Copy verbatim the block of lines in the entries below whose first line contains "Where can the forehead be seen in" and whose last line contains "In this photo, where can the forehead". Leave out all other lines.

(Natural language region descriptions)
-*-*-

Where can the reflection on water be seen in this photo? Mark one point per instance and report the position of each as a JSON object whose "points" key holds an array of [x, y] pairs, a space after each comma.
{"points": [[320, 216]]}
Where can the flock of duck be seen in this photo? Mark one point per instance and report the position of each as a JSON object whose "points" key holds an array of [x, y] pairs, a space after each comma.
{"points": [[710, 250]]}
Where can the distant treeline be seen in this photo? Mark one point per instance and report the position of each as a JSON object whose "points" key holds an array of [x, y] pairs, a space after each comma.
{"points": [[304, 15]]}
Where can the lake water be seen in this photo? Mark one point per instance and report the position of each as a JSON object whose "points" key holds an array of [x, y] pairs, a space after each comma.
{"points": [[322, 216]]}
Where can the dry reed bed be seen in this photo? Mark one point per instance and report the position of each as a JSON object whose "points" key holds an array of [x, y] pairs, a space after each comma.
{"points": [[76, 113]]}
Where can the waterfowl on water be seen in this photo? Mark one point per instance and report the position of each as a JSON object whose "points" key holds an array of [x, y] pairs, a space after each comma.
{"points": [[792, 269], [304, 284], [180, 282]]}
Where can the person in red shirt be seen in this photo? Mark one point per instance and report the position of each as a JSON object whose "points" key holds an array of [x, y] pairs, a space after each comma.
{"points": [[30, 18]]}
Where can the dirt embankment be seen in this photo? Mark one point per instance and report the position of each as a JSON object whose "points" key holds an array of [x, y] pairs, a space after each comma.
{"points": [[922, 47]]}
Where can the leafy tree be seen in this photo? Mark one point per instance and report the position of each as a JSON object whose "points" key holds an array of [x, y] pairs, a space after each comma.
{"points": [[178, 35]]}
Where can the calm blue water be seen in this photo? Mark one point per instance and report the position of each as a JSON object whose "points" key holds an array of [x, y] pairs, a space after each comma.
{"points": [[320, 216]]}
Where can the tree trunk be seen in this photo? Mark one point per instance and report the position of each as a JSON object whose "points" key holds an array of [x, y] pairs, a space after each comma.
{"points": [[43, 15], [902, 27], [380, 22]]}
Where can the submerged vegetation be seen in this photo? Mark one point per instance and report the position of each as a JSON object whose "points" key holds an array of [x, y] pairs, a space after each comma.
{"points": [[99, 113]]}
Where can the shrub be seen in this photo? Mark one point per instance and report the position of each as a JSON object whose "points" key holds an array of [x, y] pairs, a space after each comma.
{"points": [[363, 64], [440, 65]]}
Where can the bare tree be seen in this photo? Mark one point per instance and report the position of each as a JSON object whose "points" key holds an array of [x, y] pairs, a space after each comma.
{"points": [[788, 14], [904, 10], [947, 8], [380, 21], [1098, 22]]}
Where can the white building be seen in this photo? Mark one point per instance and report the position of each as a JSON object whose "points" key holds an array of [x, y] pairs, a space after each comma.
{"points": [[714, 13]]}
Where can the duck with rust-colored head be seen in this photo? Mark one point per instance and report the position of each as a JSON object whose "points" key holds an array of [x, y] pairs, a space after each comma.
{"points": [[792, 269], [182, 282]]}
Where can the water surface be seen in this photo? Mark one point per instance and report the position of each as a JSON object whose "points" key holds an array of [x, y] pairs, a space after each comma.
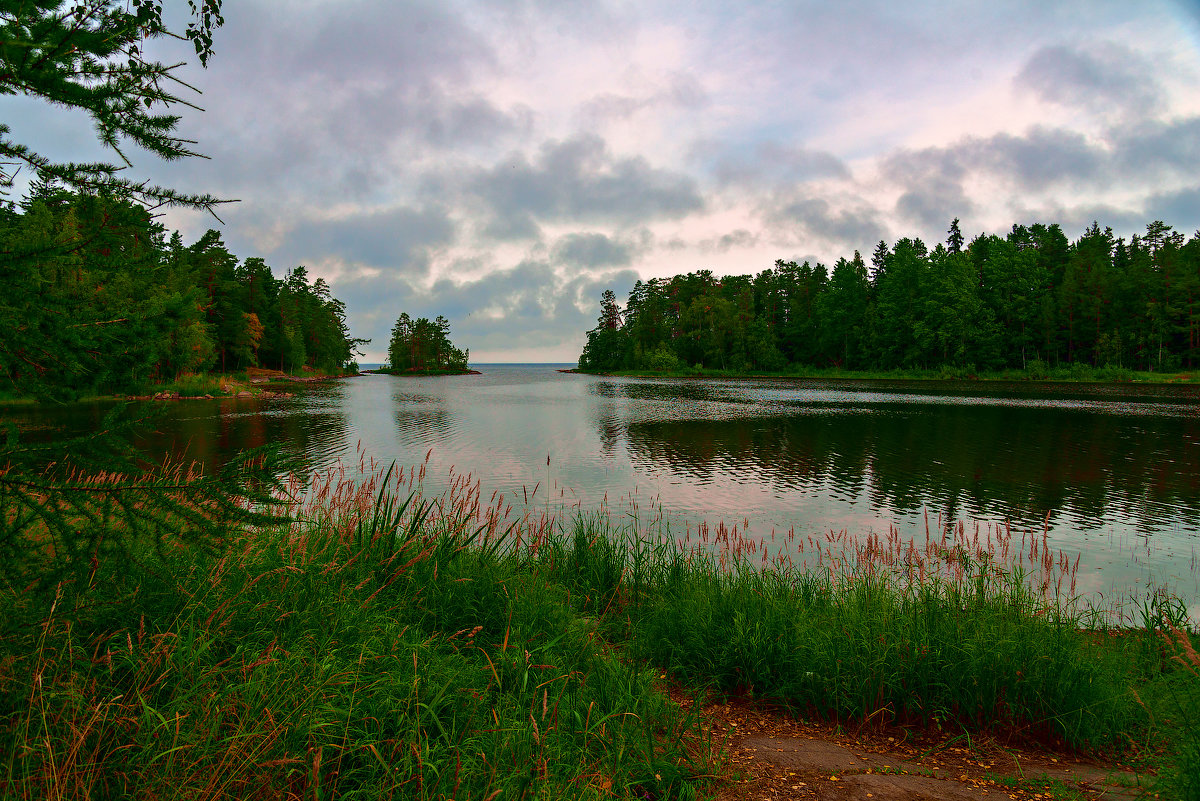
{"points": [[1111, 471]]}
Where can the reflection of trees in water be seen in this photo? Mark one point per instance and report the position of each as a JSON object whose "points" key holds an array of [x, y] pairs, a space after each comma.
{"points": [[958, 459], [421, 427], [213, 432]]}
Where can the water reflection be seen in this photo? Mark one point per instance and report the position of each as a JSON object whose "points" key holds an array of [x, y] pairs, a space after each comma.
{"points": [[1116, 469], [1014, 462]]}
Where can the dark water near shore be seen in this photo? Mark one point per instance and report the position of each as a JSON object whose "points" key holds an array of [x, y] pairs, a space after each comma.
{"points": [[1113, 471]]}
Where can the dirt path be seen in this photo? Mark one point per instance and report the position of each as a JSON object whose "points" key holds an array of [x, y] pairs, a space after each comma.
{"points": [[779, 758]]}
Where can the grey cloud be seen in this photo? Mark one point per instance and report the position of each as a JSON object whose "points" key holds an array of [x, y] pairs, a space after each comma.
{"points": [[592, 251], [726, 242], [1039, 157], [579, 180], [1180, 209], [396, 239], [1107, 79], [538, 306], [933, 182], [1153, 149], [774, 163], [682, 91], [815, 217], [1075, 220], [325, 104]]}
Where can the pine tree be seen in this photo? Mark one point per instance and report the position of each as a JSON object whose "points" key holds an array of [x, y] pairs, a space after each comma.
{"points": [[91, 56]]}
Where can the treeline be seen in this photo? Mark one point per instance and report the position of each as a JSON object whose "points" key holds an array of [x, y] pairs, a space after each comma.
{"points": [[420, 345], [96, 297], [1030, 300]]}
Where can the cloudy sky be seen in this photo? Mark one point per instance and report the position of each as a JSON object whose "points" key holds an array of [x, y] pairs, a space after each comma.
{"points": [[503, 163]]}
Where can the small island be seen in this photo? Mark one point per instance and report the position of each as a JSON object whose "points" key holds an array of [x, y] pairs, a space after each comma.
{"points": [[423, 348]]}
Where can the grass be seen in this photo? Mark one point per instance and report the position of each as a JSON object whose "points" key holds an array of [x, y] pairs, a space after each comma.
{"points": [[395, 645]]}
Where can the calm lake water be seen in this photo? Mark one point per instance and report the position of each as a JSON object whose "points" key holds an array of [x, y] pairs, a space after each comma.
{"points": [[1113, 471]]}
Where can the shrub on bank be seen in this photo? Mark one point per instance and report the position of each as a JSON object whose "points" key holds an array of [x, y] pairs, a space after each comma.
{"points": [[389, 644]]}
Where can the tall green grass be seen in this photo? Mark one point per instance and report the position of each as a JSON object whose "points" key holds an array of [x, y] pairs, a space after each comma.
{"points": [[391, 644], [385, 646]]}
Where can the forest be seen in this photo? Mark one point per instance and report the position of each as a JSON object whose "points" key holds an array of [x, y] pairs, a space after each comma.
{"points": [[96, 299], [424, 347], [1031, 300]]}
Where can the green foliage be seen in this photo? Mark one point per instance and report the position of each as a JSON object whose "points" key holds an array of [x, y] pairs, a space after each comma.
{"points": [[1030, 301], [384, 648], [93, 56], [95, 299], [420, 345], [66, 506], [389, 644]]}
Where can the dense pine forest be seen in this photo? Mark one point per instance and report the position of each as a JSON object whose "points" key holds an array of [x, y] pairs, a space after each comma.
{"points": [[1031, 300], [424, 347], [97, 299]]}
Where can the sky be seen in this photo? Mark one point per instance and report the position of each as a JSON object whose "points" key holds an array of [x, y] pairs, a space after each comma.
{"points": [[503, 163]]}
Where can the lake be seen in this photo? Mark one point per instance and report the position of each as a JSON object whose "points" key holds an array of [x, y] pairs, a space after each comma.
{"points": [[1110, 473]]}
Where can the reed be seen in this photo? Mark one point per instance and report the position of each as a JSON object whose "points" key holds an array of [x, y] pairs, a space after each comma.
{"points": [[394, 643]]}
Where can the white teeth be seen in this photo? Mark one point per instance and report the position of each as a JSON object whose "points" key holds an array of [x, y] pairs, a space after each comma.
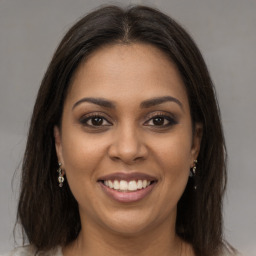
{"points": [[123, 185], [110, 184], [139, 184], [132, 185], [116, 184], [144, 183]]}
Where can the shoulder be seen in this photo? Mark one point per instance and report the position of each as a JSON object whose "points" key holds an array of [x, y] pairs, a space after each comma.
{"points": [[22, 251], [32, 251]]}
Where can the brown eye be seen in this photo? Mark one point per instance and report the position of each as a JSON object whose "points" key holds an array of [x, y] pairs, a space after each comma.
{"points": [[158, 120], [161, 121], [97, 121], [94, 121]]}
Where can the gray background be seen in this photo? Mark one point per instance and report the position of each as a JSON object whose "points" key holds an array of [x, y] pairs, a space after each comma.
{"points": [[224, 31]]}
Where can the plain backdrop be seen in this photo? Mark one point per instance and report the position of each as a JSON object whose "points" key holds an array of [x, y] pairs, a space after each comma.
{"points": [[224, 30]]}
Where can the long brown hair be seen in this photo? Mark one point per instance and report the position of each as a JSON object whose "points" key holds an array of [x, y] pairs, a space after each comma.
{"points": [[49, 215]]}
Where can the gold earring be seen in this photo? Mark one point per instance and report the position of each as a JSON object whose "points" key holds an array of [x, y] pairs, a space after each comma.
{"points": [[193, 169], [193, 174], [61, 174]]}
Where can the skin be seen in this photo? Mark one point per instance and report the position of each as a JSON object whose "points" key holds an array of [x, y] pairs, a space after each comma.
{"points": [[128, 140]]}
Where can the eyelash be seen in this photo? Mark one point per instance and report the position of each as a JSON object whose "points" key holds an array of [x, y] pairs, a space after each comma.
{"points": [[170, 120]]}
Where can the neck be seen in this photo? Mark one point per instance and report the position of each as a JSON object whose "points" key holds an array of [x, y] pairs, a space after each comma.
{"points": [[161, 240]]}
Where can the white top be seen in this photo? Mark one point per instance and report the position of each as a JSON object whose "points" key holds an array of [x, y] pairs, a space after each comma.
{"points": [[30, 251]]}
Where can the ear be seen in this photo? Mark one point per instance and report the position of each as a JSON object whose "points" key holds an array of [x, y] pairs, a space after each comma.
{"points": [[58, 145], [196, 142]]}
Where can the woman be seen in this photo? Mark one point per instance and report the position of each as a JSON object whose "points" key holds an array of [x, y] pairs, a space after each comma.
{"points": [[127, 115]]}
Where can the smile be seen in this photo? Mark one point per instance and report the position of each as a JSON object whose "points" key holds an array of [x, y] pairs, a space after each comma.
{"points": [[129, 187]]}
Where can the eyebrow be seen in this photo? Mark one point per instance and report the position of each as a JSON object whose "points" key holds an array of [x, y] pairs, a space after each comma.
{"points": [[145, 104], [159, 100]]}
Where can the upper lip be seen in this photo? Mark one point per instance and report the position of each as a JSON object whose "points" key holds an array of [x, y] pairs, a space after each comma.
{"points": [[127, 176]]}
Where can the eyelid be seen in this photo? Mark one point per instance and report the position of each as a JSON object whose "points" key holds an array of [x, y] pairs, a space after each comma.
{"points": [[170, 117], [85, 118]]}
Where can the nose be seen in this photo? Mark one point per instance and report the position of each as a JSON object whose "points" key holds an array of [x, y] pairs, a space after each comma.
{"points": [[127, 145]]}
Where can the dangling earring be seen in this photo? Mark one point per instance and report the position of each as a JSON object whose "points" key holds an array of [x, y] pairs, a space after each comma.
{"points": [[193, 173], [60, 178]]}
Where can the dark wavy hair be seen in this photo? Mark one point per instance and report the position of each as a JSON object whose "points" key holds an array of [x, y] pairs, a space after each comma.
{"points": [[49, 215]]}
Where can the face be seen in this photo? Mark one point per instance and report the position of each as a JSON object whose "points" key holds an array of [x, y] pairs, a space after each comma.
{"points": [[126, 143]]}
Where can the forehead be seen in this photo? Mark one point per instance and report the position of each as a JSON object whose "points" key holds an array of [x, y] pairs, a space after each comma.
{"points": [[122, 72]]}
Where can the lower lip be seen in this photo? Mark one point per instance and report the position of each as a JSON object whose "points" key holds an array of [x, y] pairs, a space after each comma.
{"points": [[127, 197]]}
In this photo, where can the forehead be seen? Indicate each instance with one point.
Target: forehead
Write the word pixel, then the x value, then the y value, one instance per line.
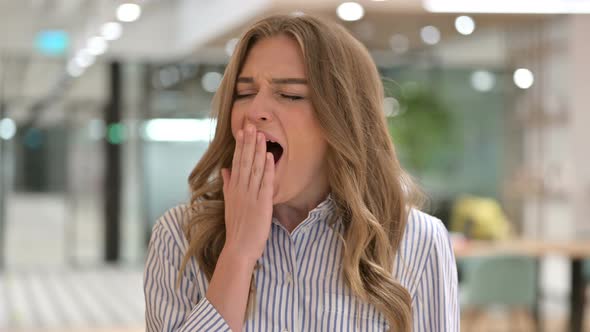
pixel 278 56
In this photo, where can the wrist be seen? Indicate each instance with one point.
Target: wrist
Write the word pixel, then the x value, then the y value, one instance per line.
pixel 238 257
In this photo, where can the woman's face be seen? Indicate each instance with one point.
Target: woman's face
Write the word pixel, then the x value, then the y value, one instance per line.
pixel 272 94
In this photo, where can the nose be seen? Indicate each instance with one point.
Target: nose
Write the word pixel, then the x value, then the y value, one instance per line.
pixel 260 109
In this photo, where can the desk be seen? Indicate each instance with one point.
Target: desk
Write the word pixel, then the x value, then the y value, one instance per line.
pixel 576 251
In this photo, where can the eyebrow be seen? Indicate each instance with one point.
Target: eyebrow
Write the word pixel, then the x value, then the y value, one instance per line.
pixel 275 80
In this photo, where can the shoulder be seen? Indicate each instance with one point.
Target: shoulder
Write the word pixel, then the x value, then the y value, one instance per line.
pixel 425 239
pixel 169 228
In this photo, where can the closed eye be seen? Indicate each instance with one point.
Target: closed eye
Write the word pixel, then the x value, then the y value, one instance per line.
pixel 291 97
pixel 242 96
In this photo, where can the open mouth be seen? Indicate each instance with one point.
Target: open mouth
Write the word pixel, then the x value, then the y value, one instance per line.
pixel 276 149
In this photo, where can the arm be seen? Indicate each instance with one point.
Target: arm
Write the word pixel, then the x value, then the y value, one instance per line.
pixel 436 303
pixel 168 309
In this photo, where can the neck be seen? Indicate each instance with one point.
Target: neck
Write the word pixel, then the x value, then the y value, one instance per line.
pixel 290 214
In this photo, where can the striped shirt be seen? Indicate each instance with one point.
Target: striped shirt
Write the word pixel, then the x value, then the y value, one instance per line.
pixel 299 284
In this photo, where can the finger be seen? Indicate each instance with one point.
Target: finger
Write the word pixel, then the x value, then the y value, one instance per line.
pixel 247 156
pixel 225 177
pixel 258 164
pixel 237 154
pixel 266 189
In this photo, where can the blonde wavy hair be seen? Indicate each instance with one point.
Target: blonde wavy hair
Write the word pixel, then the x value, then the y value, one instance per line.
pixel 371 191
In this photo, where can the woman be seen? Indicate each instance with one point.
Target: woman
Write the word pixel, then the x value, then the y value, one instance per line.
pixel 301 218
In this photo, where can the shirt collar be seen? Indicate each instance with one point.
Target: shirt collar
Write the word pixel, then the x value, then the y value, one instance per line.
pixel 320 212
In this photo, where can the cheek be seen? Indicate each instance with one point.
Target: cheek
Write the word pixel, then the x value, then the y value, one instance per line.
pixel 237 118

-*-*-

**WRITTEN REPLY**
Where can the forehead be seen in this photo? Mark one point per instance and report the position of each as a JSON object whose "points" key holds an array of [x, y] pairs, a space after each comma.
{"points": [[122, 72]]}
Where can the lower lip be seen in this photo? Mark one point per instance and report the position of each as a JSON object whose "points" key holds an array of [x, y] pairs, a space after each comma.
{"points": [[127, 197]]}
In this photo, where can the forehead be seen? Indicate each instance with one point.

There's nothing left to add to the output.